#### [PAGE EXTRACT]
Reddit live backend (fallback)

Reddit caps each listing at ~1,000 results. Different sort/time combinations surface different posts:

Strategy What it finds
new Most recent ~1,000 posts
top/all top/year top/month top/week top/day Highest-voted in each window
controversial/all controversial/year controversial/month controversial/week Most controversial in each window
hot, rising Currently trending

12 strategies merge into ~2,000–5,000 unique posts depending on subreddit volume.

Built-in protections (both backends):

  • Respects X-Ratelimit-* headers and retries on 429s
  • Exponential backoff on consecutive errors
  • Stale-page detection skips strategies that stop finding new posts
  • Expands Reddit's collapsed "more comments" threads automatically
  • Auto-fallback from Arctic Shift to Reddit if the archive is unreachable

Data model

ScrapeResult
├── Subreddit          (name, subscribers, description, ...)
├── Posts[]
│   ├── ID, Title, Author, SelfText, Score, ...
│   └── Comments[]
│       ├── ID, Author, Body, Score, Depth, ...
│       └── Replies[]     ← recursive
│           └── ...

#### [PROVIDED RECORDS]
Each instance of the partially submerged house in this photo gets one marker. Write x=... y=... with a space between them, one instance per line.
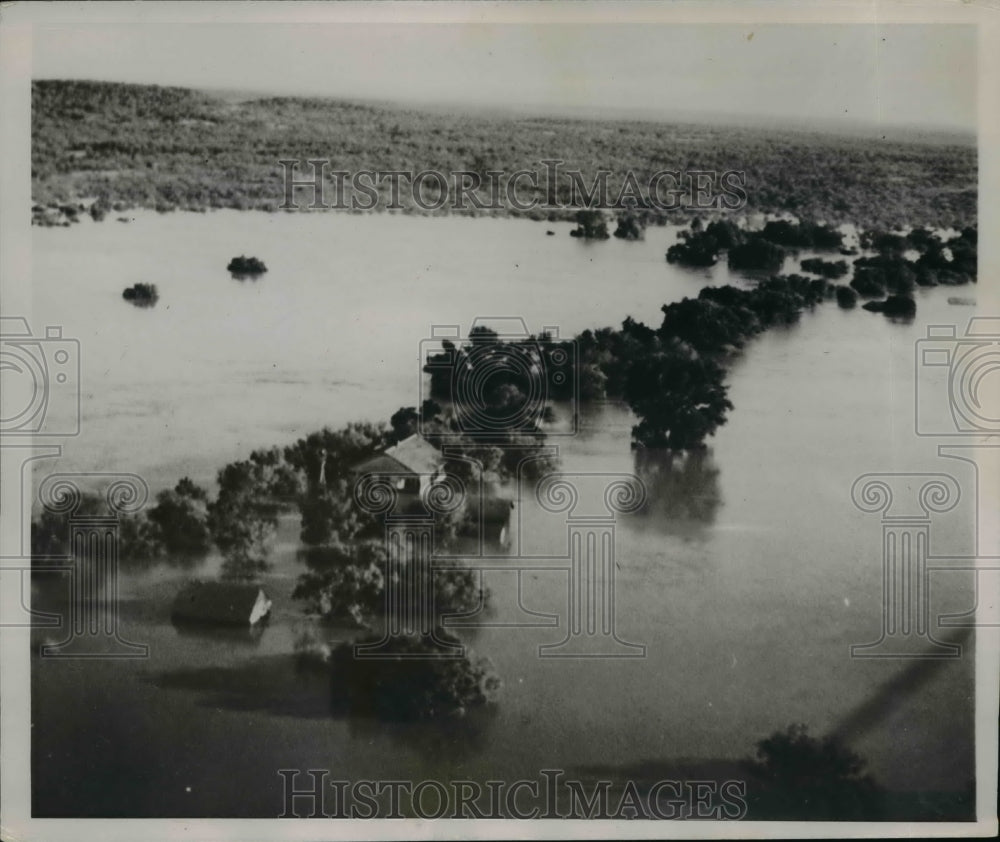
x=221 y=604
x=413 y=464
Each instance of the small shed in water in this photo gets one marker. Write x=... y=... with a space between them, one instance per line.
x=220 y=604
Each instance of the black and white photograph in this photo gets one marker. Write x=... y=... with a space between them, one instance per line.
x=499 y=420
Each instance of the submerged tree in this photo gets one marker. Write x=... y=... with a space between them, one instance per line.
x=802 y=777
x=244 y=517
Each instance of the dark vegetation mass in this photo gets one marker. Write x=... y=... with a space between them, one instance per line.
x=141 y=295
x=173 y=148
x=244 y=267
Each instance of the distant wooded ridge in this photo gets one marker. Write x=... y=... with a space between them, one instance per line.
x=176 y=148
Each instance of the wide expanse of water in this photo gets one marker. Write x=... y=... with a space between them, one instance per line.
x=747 y=578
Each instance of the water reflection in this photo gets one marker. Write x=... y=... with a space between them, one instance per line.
x=245 y=636
x=682 y=491
x=289 y=686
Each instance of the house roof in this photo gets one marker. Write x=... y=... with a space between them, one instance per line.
x=413 y=455
x=216 y=602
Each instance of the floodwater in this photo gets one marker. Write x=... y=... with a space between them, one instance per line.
x=747 y=576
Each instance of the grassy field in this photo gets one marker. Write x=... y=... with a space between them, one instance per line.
x=173 y=148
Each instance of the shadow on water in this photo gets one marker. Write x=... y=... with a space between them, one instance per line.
x=795 y=776
x=682 y=492
x=291 y=686
x=896 y=691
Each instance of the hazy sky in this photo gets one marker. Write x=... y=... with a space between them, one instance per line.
x=892 y=74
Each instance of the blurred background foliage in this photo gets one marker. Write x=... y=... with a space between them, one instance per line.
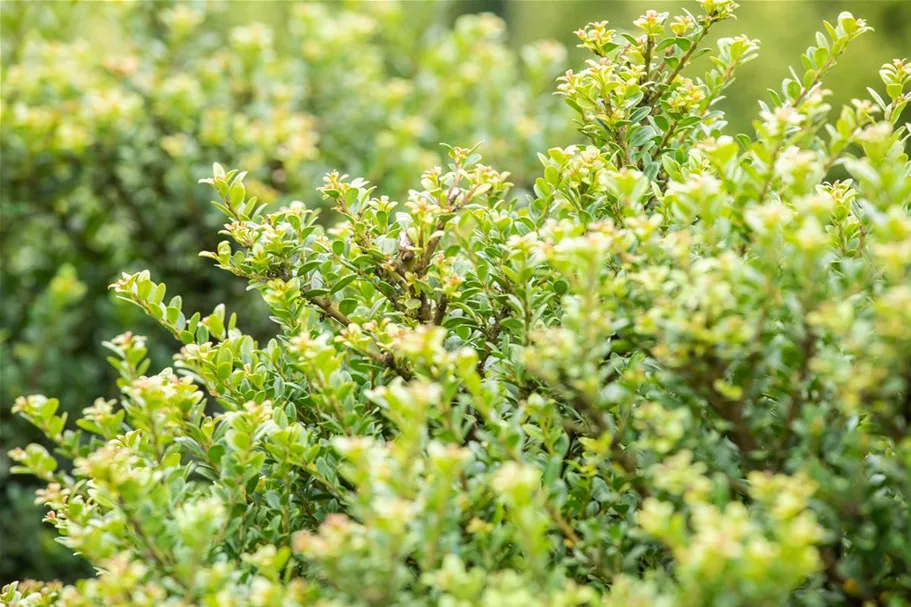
x=111 y=112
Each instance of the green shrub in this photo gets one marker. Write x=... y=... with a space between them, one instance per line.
x=676 y=375
x=101 y=153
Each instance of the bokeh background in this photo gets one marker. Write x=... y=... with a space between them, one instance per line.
x=111 y=113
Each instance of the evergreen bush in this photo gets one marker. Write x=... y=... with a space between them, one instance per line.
x=104 y=137
x=677 y=374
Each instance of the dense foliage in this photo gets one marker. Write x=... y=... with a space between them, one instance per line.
x=102 y=150
x=677 y=374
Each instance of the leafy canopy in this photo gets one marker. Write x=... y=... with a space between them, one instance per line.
x=676 y=375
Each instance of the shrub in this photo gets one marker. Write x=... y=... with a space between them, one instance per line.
x=101 y=152
x=676 y=375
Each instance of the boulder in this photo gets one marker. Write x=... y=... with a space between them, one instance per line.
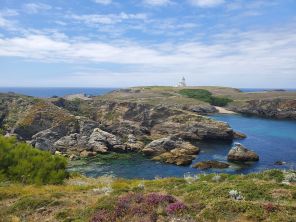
x=239 y=135
x=159 y=146
x=210 y=164
x=86 y=153
x=240 y=153
x=133 y=144
x=175 y=158
x=102 y=141
x=279 y=163
x=171 y=151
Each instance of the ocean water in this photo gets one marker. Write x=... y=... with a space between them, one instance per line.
x=54 y=91
x=273 y=140
x=46 y=92
x=264 y=89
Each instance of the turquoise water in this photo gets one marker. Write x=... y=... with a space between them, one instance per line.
x=273 y=140
x=46 y=92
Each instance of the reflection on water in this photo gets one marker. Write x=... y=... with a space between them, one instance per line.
x=273 y=140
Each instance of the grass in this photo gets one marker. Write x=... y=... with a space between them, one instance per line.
x=205 y=96
x=265 y=198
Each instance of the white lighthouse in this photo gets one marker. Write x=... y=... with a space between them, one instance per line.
x=182 y=83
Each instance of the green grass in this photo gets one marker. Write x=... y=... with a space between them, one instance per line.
x=205 y=96
x=265 y=198
x=20 y=162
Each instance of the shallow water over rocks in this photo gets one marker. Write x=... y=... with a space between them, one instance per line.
x=272 y=140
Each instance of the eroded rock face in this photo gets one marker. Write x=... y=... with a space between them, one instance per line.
x=172 y=151
x=239 y=153
x=102 y=140
x=210 y=164
x=104 y=126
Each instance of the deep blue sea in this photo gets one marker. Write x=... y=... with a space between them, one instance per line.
x=54 y=91
x=273 y=140
x=46 y=92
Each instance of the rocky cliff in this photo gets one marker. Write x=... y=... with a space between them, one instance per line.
x=85 y=128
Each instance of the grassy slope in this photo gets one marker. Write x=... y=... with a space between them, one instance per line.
x=170 y=95
x=207 y=199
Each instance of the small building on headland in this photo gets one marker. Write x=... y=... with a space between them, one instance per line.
x=182 y=83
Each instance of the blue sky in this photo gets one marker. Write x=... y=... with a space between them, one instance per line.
x=120 y=43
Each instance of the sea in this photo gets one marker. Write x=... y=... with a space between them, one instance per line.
x=273 y=140
x=46 y=92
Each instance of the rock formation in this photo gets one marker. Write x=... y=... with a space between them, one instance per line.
x=239 y=153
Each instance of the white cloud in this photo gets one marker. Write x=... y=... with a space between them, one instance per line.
x=7 y=23
x=107 y=19
x=232 y=53
x=157 y=2
x=33 y=8
x=103 y=2
x=206 y=3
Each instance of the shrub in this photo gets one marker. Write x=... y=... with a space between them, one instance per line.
x=205 y=96
x=140 y=207
x=20 y=162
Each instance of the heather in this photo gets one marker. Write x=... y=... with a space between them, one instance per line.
x=264 y=196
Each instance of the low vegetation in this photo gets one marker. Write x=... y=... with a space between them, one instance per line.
x=205 y=96
x=20 y=162
x=211 y=197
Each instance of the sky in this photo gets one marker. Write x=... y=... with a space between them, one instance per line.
x=122 y=43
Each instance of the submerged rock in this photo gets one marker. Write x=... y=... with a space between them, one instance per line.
x=210 y=164
x=279 y=163
x=170 y=150
x=239 y=135
x=241 y=154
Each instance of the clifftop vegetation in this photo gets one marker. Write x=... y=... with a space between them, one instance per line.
x=20 y=162
x=206 y=96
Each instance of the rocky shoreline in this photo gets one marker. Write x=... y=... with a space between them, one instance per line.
x=124 y=121
x=163 y=133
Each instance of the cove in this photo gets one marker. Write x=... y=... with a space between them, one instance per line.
x=272 y=140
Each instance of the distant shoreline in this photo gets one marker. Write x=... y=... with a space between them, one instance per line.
x=47 y=92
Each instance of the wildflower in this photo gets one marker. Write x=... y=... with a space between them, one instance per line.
x=236 y=195
x=141 y=186
x=289 y=177
x=189 y=178
x=216 y=178
x=176 y=207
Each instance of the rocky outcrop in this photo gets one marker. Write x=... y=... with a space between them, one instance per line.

#### [TASK OBJECTIVE]
Reproduce the passage of the Reddit backend text above, from "ScrapeResult" to "Score, Depth, ...".

#### [SOLVED PROBLEM]
ScrapeResult
├── Subreddit          (name, subscribers, description, ...)
├── Posts[]
│   ├── ID, Title, Author, SelfText, Score, ...
│   └── Comments[]
│       ├── ID, Author, Body, Score, Depth, ...